Prompt
Go through the records below and copy out every line holding "wooden".

Study material
--

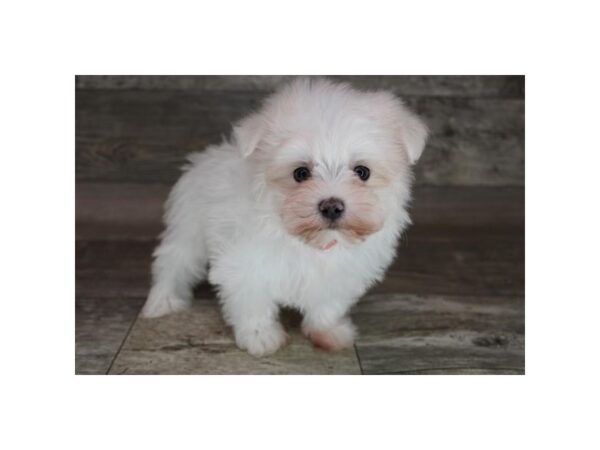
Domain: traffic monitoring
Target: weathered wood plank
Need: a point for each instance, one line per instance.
(429, 334)
(503, 86)
(101, 326)
(199, 342)
(144, 136)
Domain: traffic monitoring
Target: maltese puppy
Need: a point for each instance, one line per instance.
(302, 208)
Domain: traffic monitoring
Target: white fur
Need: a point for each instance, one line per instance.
(226, 221)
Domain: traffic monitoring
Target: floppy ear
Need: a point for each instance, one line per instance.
(248, 133)
(410, 131)
(413, 134)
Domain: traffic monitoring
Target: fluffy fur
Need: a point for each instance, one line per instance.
(238, 216)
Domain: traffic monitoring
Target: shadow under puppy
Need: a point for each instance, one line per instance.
(303, 208)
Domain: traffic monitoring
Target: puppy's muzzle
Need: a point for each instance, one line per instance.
(331, 208)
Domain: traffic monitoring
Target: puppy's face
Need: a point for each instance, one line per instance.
(335, 160)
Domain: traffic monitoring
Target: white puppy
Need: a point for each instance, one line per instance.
(303, 208)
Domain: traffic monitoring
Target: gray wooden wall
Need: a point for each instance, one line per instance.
(138, 129)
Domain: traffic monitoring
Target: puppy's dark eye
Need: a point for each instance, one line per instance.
(363, 172)
(301, 174)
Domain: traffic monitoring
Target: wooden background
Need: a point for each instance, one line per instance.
(453, 301)
(138, 129)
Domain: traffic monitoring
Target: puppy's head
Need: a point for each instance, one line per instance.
(333, 162)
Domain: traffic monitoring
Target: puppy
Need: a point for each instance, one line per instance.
(302, 208)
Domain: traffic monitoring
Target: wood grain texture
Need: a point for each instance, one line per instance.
(145, 135)
(439, 334)
(452, 302)
(199, 342)
(101, 326)
(504, 86)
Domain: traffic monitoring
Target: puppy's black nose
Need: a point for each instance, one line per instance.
(332, 208)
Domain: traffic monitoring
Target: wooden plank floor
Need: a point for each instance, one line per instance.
(453, 302)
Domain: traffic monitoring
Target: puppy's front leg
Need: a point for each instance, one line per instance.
(255, 322)
(328, 326)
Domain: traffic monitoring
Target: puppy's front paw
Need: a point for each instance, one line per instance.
(337, 337)
(263, 340)
(161, 305)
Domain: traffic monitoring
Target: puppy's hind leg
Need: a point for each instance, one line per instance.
(180, 262)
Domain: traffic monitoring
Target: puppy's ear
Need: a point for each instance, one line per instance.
(410, 131)
(248, 133)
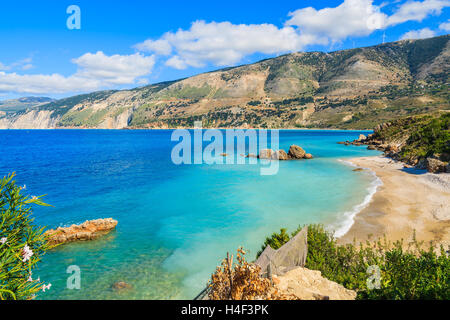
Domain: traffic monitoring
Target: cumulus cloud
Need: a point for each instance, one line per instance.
(115, 69)
(417, 11)
(418, 34)
(445, 26)
(95, 71)
(351, 18)
(160, 46)
(224, 43)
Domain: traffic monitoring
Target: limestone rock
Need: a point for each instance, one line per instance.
(361, 138)
(88, 230)
(267, 154)
(296, 152)
(310, 285)
(282, 155)
(121, 285)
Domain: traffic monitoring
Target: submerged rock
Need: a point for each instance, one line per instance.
(282, 155)
(435, 165)
(361, 138)
(296, 152)
(121, 285)
(88, 230)
(267, 154)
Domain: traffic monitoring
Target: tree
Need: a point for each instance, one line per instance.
(22, 243)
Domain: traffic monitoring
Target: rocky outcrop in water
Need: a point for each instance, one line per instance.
(418, 141)
(295, 153)
(88, 230)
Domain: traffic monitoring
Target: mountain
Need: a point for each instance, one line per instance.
(20, 104)
(357, 88)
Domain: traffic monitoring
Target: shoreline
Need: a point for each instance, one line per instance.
(407, 200)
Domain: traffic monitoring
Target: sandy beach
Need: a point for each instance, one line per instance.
(408, 200)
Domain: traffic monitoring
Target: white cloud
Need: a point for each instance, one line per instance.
(418, 34)
(177, 63)
(115, 69)
(161, 47)
(417, 10)
(445, 26)
(225, 43)
(351, 18)
(24, 64)
(95, 71)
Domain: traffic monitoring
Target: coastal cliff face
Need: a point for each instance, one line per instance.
(356, 88)
(421, 141)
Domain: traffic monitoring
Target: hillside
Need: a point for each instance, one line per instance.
(20, 104)
(355, 89)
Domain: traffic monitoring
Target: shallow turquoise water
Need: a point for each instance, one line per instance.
(175, 222)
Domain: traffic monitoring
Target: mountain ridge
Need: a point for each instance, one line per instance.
(353, 88)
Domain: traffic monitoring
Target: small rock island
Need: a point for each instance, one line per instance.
(88, 230)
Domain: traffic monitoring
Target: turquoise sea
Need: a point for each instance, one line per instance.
(176, 222)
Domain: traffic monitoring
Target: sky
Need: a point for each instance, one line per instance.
(61, 48)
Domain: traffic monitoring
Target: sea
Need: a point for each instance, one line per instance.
(176, 222)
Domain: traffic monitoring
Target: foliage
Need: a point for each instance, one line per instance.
(22, 244)
(411, 273)
(241, 282)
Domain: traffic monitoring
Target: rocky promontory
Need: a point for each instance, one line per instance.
(422, 142)
(88, 230)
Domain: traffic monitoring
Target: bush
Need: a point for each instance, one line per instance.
(21, 243)
(412, 273)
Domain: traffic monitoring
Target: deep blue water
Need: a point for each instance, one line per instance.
(175, 222)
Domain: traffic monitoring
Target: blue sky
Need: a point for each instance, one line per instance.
(124, 44)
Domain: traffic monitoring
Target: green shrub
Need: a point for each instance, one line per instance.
(21, 243)
(413, 273)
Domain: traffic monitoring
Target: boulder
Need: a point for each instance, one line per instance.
(308, 284)
(88, 230)
(296, 152)
(267, 154)
(435, 165)
(282, 155)
(121, 285)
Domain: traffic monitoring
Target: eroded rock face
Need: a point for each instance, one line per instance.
(88, 230)
(296, 152)
(310, 285)
(121, 286)
(362, 137)
(282, 155)
(267, 154)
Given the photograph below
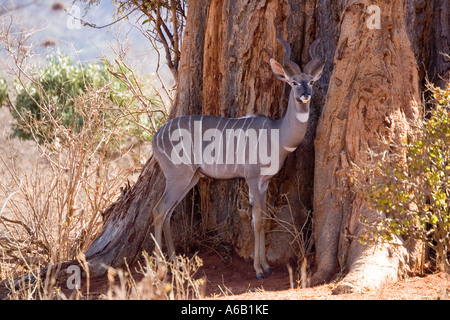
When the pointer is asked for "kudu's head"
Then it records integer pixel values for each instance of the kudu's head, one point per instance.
(300, 82)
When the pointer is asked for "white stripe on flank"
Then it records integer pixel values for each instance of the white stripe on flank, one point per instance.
(183, 142)
(302, 117)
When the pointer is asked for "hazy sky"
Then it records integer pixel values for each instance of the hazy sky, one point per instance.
(87, 43)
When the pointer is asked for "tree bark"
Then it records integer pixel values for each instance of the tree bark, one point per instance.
(370, 79)
(373, 95)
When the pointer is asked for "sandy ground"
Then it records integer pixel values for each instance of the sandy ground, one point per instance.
(235, 280)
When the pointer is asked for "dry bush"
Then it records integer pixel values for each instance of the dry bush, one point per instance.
(55, 210)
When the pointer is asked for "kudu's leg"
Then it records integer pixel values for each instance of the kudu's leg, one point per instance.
(262, 233)
(257, 200)
(176, 189)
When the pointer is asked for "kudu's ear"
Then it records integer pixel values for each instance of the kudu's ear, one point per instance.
(317, 72)
(278, 70)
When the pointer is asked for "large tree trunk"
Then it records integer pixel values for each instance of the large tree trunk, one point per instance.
(373, 95)
(370, 79)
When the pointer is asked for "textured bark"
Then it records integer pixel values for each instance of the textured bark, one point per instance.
(369, 81)
(240, 40)
(373, 95)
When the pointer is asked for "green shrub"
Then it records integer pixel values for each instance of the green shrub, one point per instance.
(412, 194)
(56, 102)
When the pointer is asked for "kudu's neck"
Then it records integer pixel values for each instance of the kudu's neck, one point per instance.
(294, 123)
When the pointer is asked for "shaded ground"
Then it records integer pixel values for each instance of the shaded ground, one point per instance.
(235, 279)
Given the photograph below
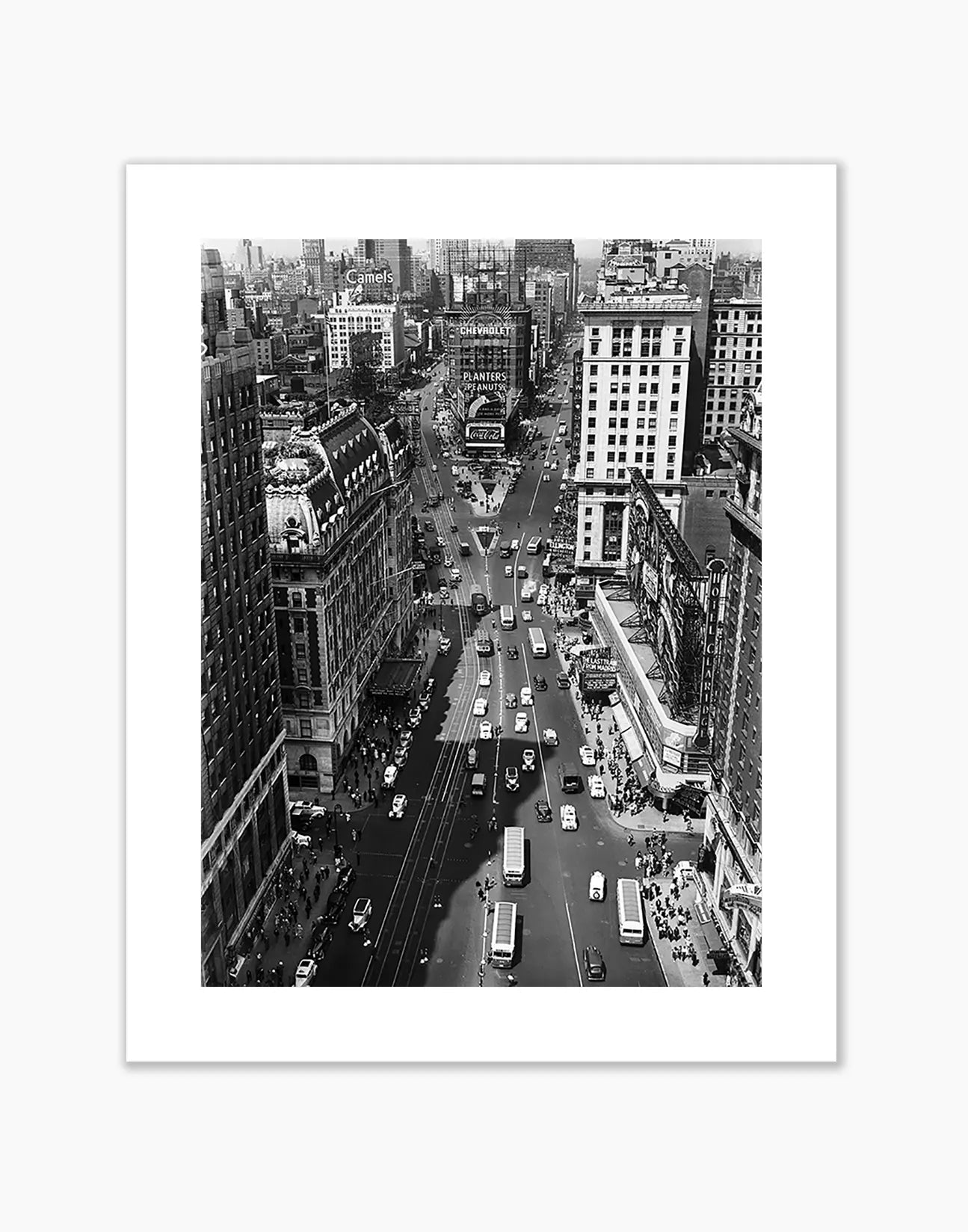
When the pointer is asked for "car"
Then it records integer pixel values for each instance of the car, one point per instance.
(594, 964)
(304, 973)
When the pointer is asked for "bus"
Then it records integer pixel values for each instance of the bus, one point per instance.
(513, 871)
(631, 920)
(503, 934)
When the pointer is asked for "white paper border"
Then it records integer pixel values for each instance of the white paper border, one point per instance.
(793, 1017)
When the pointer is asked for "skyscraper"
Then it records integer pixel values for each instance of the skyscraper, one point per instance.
(245, 829)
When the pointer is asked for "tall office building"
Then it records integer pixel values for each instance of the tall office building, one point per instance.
(393, 254)
(730, 859)
(314, 259)
(245, 828)
(635, 385)
(734, 361)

--

Problem solution
Target: gray wooden wall
Target: wooden background
Target: wooden plank floor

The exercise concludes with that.